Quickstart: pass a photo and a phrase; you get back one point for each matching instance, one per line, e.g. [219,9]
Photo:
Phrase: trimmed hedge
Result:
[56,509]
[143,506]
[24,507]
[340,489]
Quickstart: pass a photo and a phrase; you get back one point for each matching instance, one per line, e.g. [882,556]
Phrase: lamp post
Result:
-=-=-=-=-
WHAT YOU SHOULD DO =>
When a line of the data holds the string "point", pick it out and copy it.

REPLY =>
Quickstart: pass a photo and a phrase; you get back one point for each matching instance, one per line, e.g. [219,9]
Quickstart: pass a photo and a phrase; you get back one point for each matching instance, one per line, e.g. [882,556]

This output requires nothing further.